→ PROBLEM DETAILS
Count the lines in the records below that contain the string "door", matching case exactly, and reply with the number alone.

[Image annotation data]
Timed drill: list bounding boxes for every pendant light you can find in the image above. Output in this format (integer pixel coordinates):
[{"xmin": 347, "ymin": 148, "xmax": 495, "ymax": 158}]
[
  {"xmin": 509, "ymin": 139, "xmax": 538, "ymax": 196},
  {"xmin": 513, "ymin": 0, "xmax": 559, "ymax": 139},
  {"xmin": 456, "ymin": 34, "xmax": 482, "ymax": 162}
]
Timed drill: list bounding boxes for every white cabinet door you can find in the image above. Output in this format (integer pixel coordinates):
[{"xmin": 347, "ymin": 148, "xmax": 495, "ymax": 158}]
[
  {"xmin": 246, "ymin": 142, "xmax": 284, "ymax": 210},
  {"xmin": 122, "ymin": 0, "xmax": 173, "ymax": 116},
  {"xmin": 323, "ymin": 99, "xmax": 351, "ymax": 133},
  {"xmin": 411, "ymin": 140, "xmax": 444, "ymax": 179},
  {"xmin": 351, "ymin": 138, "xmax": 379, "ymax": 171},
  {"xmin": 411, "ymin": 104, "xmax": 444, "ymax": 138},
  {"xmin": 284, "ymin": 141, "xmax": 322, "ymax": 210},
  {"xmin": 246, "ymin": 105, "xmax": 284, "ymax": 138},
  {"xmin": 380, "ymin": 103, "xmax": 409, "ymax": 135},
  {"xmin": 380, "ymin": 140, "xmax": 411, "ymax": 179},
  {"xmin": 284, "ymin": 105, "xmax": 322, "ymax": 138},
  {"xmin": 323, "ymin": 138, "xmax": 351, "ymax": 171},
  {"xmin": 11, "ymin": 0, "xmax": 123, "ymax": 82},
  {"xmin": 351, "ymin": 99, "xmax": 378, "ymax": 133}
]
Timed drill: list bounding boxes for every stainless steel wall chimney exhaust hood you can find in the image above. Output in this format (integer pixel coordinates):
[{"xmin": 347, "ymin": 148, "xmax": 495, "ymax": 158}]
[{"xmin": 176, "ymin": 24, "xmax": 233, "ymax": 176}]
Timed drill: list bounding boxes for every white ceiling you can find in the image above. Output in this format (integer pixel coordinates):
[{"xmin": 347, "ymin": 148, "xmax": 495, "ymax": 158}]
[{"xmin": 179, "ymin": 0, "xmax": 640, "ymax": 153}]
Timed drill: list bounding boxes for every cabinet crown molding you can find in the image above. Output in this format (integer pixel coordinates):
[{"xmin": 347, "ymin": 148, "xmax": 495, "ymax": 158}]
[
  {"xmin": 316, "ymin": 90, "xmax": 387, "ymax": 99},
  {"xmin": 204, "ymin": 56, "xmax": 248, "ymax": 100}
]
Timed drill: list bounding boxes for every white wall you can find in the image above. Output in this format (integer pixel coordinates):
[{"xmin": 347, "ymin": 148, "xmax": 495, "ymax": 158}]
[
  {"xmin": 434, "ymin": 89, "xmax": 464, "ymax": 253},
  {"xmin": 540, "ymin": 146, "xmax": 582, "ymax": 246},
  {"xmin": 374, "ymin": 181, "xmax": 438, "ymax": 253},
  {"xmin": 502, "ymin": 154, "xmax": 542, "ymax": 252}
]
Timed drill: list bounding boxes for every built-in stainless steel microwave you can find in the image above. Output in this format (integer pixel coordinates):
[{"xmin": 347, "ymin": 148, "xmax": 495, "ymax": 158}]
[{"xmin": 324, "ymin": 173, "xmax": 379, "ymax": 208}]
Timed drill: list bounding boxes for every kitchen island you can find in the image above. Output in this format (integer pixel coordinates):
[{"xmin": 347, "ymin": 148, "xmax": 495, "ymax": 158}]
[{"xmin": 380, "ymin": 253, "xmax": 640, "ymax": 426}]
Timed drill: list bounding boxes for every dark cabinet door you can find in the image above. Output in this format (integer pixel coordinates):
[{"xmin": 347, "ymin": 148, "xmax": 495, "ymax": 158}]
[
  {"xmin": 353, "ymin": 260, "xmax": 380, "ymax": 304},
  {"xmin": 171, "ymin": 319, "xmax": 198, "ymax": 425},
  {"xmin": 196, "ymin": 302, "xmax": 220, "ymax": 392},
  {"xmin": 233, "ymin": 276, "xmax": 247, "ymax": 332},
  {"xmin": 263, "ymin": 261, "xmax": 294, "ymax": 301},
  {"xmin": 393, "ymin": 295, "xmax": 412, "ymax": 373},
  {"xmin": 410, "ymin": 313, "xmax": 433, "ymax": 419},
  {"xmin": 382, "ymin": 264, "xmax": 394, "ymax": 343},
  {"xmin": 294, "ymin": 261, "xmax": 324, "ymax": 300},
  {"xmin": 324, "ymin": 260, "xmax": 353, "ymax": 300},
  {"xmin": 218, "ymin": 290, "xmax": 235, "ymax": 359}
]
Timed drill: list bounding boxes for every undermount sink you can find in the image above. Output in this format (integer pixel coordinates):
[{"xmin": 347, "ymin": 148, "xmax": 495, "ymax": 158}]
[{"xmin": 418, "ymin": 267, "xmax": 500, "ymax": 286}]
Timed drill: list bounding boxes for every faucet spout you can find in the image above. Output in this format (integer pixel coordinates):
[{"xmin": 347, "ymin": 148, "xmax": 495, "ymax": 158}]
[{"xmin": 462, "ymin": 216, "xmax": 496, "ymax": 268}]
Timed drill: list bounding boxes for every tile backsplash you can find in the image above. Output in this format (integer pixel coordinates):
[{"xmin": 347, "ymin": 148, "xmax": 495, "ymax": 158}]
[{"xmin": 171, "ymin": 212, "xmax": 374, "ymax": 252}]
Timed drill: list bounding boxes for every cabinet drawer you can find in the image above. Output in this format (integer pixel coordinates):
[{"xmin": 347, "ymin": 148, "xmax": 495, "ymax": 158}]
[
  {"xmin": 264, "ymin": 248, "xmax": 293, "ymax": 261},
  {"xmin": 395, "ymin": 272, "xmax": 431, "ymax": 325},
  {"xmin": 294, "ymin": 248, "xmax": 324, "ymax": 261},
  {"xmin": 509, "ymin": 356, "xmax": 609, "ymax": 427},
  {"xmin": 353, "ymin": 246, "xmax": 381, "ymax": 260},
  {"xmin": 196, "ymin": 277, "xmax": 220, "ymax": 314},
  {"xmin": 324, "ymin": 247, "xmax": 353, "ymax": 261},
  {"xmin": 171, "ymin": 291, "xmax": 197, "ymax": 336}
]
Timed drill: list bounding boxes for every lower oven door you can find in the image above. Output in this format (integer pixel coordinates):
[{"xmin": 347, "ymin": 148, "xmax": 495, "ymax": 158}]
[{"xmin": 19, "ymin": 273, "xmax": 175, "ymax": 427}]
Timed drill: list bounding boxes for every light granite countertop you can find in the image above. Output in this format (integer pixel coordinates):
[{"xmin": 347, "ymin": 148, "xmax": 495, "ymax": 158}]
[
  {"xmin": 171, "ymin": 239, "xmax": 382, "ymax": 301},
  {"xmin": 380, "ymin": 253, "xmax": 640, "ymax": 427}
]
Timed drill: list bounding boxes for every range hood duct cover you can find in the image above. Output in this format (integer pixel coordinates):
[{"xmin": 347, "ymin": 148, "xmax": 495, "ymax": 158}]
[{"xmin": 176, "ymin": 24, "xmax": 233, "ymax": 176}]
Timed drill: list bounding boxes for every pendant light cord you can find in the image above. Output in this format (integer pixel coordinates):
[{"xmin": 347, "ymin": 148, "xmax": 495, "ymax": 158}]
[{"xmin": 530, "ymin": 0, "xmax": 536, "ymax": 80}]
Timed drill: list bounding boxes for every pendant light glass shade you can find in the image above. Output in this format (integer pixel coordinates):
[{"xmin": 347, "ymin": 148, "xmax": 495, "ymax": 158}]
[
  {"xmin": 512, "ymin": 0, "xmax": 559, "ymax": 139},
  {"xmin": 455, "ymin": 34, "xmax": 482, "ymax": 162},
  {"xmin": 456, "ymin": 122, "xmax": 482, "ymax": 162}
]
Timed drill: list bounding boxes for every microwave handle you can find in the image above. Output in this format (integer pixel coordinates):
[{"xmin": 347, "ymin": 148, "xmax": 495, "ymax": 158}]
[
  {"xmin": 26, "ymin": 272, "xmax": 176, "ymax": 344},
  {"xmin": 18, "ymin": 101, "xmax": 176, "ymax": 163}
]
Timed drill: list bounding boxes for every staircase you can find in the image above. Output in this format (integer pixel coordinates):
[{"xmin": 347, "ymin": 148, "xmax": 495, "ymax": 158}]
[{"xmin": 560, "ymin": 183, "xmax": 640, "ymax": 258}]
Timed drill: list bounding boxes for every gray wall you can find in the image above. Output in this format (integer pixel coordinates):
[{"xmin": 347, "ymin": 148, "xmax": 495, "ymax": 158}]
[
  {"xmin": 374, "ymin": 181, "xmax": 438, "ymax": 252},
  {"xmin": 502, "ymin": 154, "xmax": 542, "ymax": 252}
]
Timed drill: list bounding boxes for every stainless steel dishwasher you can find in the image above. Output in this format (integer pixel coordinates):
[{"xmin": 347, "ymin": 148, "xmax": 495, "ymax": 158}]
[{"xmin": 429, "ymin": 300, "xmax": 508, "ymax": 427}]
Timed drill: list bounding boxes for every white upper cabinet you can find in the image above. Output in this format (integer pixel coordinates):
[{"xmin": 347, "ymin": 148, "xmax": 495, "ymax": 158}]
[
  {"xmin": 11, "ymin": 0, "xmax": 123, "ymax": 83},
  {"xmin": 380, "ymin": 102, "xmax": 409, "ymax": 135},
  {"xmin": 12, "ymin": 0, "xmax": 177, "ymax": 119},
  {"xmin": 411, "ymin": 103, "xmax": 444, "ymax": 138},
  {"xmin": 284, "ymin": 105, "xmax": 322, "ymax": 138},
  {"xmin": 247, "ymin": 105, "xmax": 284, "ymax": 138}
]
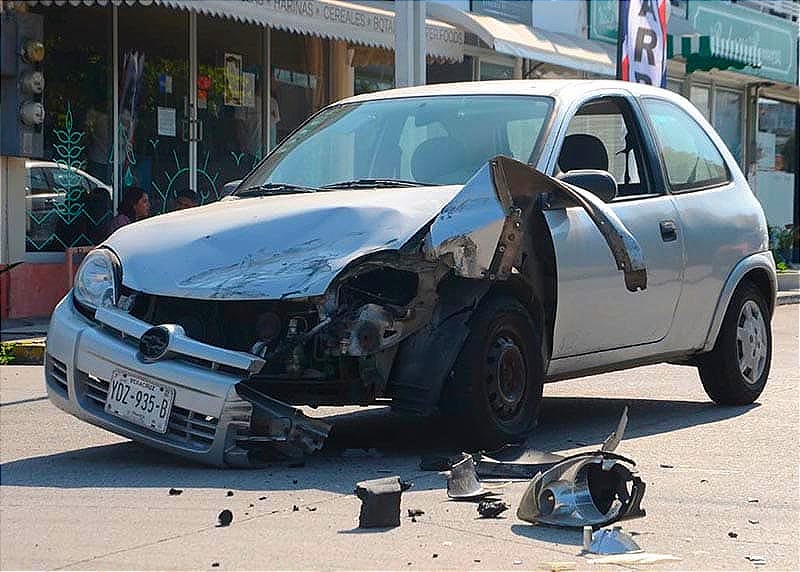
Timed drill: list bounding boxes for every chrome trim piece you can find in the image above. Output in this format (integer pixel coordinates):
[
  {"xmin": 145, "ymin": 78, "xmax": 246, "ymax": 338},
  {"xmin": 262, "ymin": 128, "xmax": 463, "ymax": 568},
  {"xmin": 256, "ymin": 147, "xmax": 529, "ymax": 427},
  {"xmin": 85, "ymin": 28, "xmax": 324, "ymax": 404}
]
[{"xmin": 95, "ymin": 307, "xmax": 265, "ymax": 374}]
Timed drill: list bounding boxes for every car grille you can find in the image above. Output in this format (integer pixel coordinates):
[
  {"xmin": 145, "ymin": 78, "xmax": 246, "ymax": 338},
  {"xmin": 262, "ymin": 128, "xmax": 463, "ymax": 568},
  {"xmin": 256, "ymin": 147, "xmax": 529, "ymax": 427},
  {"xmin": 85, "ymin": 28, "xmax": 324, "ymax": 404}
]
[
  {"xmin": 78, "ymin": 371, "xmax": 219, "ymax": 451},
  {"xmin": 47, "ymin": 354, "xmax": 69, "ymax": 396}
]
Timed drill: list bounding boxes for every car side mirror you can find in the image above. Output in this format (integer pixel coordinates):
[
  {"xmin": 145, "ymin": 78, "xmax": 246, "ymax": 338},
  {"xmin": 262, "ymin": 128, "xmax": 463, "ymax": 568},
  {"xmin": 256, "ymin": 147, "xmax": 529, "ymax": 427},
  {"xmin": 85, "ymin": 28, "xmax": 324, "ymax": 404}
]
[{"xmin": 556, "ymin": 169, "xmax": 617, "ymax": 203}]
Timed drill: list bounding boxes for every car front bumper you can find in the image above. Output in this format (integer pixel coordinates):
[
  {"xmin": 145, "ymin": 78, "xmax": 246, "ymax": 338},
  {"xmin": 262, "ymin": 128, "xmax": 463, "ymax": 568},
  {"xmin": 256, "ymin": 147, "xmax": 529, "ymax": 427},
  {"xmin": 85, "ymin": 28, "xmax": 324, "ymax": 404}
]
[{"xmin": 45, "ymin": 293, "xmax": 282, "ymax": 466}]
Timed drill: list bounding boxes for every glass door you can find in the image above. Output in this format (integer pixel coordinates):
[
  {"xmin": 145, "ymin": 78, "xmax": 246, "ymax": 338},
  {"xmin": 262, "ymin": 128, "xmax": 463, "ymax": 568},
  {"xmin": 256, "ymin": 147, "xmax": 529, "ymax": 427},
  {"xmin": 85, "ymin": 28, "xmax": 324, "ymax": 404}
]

→ COMPLETE OUTPUT
4